=== Begin Enclosure ===

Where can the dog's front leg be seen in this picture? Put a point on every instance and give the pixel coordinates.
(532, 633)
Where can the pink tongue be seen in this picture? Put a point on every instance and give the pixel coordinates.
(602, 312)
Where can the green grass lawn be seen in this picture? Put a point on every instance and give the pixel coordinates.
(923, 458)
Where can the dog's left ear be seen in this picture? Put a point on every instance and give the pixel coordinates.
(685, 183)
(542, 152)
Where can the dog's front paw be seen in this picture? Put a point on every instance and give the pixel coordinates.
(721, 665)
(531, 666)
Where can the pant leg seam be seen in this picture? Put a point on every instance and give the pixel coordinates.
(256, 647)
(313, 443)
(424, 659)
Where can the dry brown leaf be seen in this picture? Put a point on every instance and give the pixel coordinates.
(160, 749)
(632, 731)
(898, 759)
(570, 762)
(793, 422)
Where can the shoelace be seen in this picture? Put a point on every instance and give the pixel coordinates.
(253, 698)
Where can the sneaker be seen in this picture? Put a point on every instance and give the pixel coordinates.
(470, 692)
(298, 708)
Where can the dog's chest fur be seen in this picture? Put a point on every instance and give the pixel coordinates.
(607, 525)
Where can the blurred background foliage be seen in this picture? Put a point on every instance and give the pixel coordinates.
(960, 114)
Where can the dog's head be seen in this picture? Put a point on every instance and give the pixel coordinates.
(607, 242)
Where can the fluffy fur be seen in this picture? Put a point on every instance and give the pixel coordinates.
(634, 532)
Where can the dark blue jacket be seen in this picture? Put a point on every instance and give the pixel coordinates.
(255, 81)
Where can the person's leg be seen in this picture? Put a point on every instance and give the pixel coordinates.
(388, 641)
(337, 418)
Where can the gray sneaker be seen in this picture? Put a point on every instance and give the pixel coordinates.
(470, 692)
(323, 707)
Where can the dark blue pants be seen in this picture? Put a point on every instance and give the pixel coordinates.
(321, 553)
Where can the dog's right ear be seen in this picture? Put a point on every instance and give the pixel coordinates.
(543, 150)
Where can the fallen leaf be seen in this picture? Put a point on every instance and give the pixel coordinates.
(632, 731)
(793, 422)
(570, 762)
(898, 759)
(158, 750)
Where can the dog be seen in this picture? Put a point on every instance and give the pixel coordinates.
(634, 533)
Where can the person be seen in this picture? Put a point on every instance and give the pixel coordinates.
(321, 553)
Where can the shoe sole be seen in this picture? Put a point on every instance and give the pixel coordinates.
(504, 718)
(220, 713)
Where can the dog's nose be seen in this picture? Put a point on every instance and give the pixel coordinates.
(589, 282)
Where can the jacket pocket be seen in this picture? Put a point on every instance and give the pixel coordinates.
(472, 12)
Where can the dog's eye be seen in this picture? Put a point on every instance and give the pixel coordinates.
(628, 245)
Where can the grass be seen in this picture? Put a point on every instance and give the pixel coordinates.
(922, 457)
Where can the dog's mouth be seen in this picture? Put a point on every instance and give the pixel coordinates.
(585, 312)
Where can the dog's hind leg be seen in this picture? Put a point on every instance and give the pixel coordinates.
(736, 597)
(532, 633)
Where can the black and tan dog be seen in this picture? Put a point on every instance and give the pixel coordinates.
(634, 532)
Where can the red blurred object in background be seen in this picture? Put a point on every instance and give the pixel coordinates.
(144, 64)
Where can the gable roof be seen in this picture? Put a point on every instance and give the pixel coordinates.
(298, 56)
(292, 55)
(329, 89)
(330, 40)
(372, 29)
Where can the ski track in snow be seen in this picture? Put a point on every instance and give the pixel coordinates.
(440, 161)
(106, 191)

=== End Enclosure ===

◆ **TASK ITEM**
Would you return exactly the lines from the one containing "Where can the shoe sole" through the end of the listing, both included, and only them?

◆ **RESULT OF THIS TASK**
Where can the shoe sole be seen in this picture? Put a point on every instance and give the pixel coordinates.
(504, 718)
(220, 713)
Where can the dog's nose be seen in this picture? Put a point on every instance and give the pixel coordinates.
(589, 282)
Where can the jacket pocket be seen in this picture? Put a point on every instance and give the pixel coordinates.
(472, 12)
Where can the dog's eye be seen in this picture? Put a point on every instance and give the pixel coordinates.
(628, 245)
Where can the grass be seen in this picture? Put a point on every instance and give the pixel coordinates.
(922, 457)
Where can the dog's mouth be seen in this picture? Put a point on every instance and give the pixel coordinates.
(585, 312)
Where can the dog's hind leg be seen in this picture? Put a point on every instance and give the pixel coordinates.
(736, 597)
(532, 633)
Where can the black and tan dog be seen in this picture? Put a point on every instance and give the pixel coordinates.
(634, 532)
Where can the red blurred object in background be seen in this picture? Put a point on every instance and give the pixel coordinates.
(144, 64)
Where can the gable roof be seen in this picture? Put a point on every instance and give the pixel coordinates.
(298, 56)
(292, 55)
(329, 89)
(330, 40)
(372, 29)
Where can the ski track in snow be seen in this picture? Put a point on every instance and give the pixel coordinates.
(440, 161)
(106, 191)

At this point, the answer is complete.